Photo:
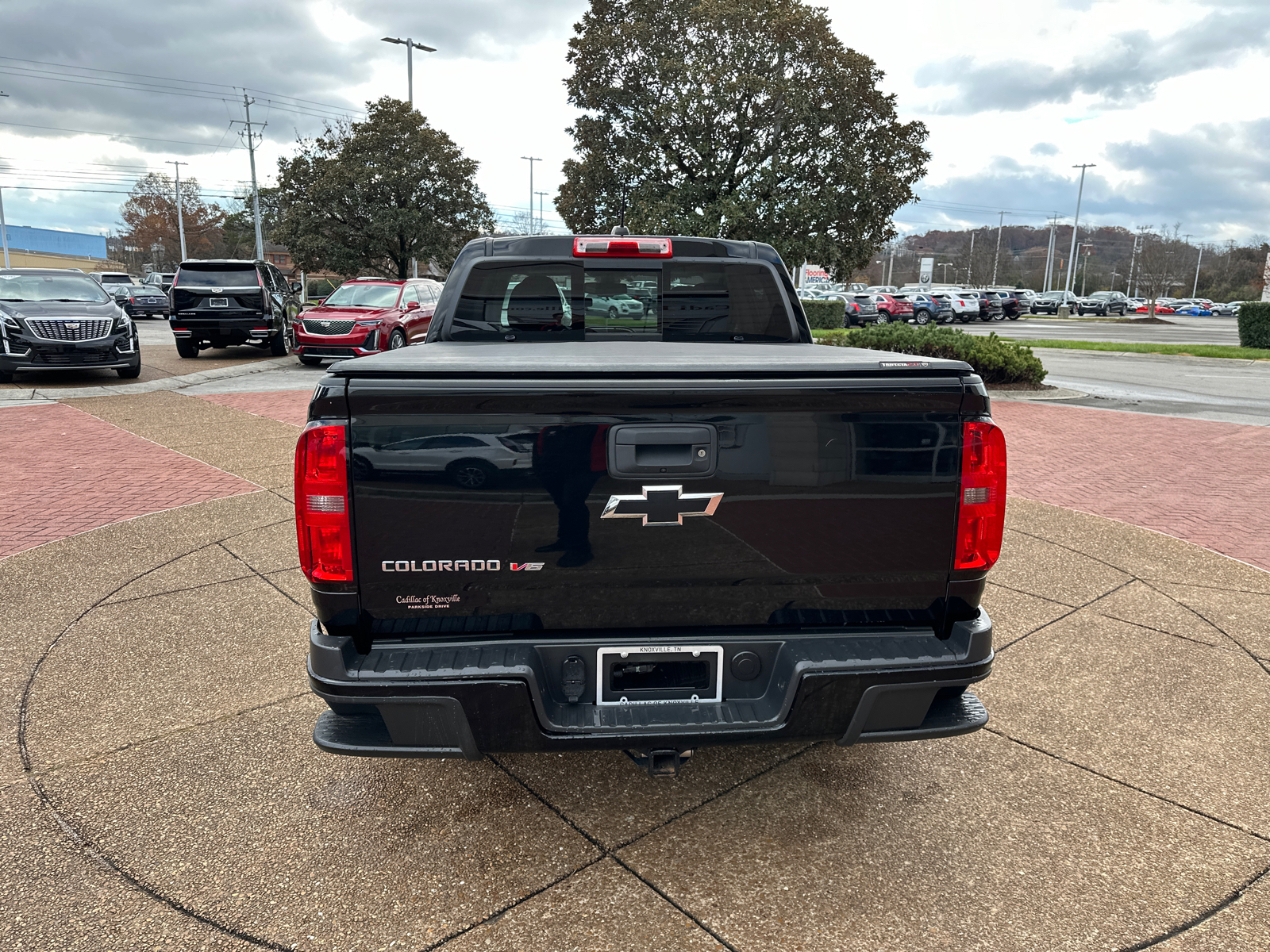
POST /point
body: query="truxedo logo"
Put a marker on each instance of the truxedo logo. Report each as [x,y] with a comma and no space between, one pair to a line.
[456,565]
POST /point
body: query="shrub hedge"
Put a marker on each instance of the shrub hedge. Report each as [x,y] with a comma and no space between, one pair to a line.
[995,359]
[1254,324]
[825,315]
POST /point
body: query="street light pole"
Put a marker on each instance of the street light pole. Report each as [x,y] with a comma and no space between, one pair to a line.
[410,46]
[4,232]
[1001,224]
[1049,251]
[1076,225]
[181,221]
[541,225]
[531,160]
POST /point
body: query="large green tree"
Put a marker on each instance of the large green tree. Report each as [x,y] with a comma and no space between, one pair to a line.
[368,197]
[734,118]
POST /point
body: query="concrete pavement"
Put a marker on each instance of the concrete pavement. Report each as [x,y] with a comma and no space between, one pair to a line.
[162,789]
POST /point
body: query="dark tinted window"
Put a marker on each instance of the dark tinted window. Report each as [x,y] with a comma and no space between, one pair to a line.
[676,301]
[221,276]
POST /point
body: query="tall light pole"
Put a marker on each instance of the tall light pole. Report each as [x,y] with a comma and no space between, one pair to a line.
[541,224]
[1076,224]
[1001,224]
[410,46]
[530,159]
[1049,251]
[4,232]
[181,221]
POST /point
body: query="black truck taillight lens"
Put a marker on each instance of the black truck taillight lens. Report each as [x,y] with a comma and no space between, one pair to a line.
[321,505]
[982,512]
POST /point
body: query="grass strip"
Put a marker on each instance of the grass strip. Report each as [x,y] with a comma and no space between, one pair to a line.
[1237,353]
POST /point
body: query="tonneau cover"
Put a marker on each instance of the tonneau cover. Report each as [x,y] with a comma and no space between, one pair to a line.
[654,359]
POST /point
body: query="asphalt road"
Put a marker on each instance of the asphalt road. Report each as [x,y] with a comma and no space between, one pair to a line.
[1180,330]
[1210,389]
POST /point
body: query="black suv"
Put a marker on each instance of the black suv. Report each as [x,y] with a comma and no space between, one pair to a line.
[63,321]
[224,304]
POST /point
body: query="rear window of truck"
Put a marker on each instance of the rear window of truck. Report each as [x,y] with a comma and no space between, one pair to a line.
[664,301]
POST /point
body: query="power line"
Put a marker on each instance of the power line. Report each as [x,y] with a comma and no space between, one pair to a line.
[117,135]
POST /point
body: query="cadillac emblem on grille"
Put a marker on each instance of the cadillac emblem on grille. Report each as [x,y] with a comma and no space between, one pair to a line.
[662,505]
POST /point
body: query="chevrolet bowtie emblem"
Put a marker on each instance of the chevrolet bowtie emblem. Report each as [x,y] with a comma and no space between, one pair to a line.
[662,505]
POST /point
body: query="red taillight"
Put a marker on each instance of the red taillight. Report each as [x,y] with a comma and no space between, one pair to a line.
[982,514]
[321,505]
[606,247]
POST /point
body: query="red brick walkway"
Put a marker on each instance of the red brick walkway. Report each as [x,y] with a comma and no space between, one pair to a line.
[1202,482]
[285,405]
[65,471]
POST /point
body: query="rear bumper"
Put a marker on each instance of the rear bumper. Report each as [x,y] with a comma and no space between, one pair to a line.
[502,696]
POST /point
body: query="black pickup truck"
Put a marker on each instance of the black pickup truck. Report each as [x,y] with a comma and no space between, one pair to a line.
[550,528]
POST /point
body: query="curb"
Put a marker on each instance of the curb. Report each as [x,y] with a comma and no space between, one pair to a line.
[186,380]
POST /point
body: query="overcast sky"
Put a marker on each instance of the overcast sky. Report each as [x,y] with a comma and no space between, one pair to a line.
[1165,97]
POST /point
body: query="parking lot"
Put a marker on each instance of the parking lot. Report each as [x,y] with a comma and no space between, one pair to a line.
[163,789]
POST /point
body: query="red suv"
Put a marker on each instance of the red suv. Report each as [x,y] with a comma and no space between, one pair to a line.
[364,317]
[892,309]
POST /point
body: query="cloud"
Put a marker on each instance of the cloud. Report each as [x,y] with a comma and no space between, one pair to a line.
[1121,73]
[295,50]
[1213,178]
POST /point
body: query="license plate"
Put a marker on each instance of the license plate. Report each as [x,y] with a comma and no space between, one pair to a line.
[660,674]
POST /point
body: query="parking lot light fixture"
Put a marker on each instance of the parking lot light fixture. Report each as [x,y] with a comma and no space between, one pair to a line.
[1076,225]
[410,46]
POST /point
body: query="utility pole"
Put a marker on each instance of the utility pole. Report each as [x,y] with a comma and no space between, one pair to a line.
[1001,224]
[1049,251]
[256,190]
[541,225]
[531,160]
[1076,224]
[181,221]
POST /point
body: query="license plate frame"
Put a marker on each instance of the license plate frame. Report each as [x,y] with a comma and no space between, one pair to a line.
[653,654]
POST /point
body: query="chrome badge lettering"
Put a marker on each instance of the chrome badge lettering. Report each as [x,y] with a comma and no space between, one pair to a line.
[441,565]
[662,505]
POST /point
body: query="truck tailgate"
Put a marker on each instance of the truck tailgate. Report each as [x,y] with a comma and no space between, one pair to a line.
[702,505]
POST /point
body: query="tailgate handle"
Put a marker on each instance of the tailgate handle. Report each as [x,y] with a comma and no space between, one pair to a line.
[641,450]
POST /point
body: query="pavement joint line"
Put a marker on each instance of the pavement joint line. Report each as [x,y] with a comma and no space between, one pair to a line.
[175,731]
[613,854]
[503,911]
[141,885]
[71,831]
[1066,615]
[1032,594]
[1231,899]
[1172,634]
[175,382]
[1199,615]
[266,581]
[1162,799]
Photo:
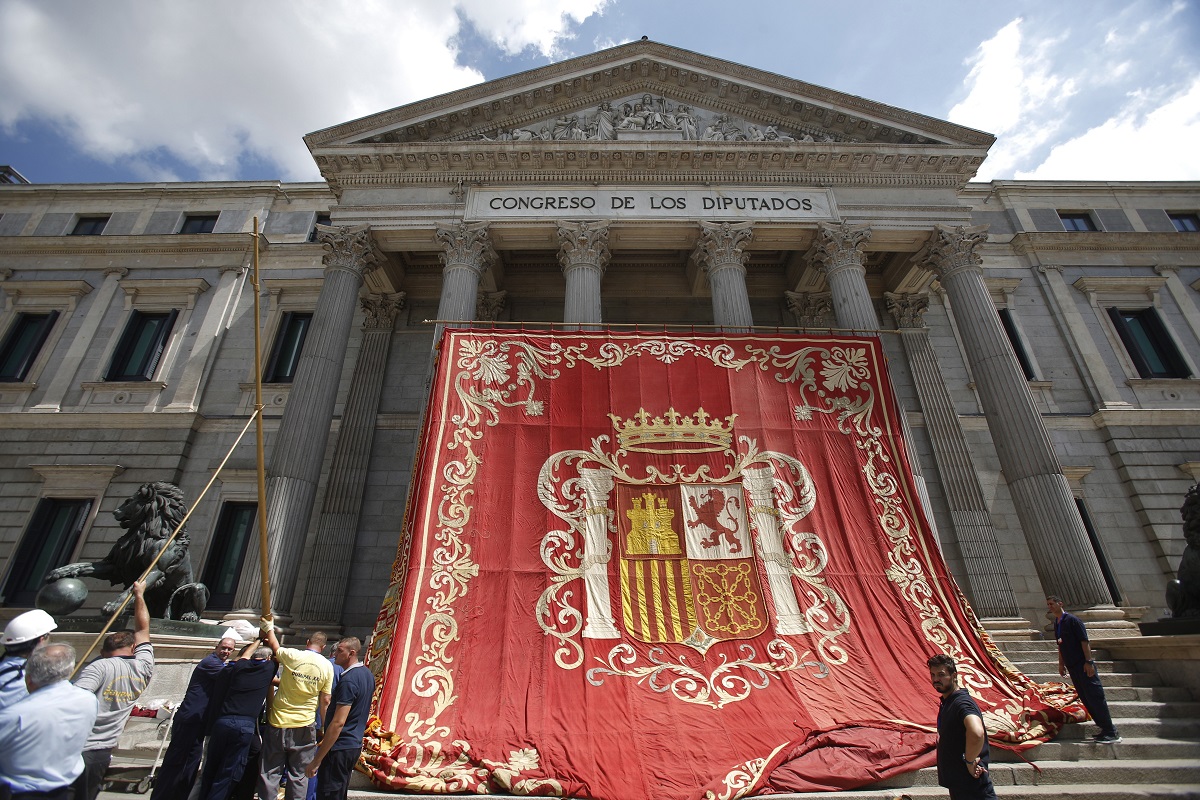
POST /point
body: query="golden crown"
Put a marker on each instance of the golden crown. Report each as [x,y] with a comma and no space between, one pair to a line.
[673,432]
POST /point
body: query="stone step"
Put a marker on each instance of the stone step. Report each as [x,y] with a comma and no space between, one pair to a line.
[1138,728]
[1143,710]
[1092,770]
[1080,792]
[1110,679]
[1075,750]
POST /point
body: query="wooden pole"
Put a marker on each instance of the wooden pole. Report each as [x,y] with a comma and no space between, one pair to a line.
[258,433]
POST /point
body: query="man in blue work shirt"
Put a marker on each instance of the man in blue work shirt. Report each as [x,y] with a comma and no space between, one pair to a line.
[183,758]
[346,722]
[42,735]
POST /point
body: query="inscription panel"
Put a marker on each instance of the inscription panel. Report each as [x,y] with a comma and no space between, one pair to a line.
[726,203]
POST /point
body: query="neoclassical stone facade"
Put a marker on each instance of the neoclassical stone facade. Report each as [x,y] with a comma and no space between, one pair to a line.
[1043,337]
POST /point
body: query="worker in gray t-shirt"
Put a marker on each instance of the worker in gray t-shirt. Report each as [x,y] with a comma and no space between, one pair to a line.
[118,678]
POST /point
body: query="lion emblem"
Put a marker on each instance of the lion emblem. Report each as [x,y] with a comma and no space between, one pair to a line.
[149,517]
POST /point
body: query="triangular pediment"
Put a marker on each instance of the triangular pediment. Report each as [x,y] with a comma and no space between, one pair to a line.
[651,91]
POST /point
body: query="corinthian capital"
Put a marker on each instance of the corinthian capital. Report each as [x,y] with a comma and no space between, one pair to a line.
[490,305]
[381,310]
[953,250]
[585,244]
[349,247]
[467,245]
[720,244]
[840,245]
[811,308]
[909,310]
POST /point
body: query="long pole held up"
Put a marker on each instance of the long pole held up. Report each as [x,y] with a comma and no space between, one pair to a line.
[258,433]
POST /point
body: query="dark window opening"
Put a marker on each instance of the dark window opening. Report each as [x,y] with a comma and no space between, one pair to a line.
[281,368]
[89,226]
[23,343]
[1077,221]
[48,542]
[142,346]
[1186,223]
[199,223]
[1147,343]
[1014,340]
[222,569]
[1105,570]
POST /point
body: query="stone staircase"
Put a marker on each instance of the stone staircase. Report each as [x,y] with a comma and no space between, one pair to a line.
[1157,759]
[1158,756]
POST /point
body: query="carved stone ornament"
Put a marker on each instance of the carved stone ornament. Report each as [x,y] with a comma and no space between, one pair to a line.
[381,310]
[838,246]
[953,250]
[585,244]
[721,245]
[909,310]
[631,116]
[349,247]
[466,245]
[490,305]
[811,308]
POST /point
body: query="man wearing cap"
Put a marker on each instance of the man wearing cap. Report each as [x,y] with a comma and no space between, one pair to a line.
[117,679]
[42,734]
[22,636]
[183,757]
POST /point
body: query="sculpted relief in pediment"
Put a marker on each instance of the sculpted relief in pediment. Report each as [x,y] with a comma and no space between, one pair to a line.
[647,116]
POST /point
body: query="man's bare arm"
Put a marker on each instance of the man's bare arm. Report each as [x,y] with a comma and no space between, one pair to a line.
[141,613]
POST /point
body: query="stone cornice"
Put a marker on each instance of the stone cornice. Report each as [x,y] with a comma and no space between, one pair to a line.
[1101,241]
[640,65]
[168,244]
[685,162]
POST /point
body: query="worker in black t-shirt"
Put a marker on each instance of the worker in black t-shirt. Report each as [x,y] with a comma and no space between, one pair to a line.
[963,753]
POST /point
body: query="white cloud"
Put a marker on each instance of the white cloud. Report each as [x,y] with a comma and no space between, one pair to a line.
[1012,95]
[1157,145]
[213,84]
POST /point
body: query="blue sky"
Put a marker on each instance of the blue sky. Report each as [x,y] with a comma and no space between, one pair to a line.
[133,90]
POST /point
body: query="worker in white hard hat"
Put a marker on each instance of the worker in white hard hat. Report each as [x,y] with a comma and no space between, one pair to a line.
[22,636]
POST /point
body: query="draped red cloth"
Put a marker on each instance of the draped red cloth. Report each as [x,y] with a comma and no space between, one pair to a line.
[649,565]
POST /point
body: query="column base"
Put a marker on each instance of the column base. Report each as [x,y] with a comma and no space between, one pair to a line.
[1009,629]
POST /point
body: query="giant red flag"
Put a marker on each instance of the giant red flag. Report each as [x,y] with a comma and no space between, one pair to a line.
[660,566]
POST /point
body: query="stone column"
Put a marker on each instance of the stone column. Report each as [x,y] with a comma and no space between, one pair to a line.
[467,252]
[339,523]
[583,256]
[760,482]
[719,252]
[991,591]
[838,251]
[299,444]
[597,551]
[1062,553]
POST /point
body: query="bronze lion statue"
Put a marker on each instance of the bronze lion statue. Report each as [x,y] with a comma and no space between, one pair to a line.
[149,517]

━━━━━━━━━━━━━━━━━━━━

Task description: Count the lines in the data above that contain the string "logo", treating uppercase and lowercase as different, and give only the number.

Response below: 2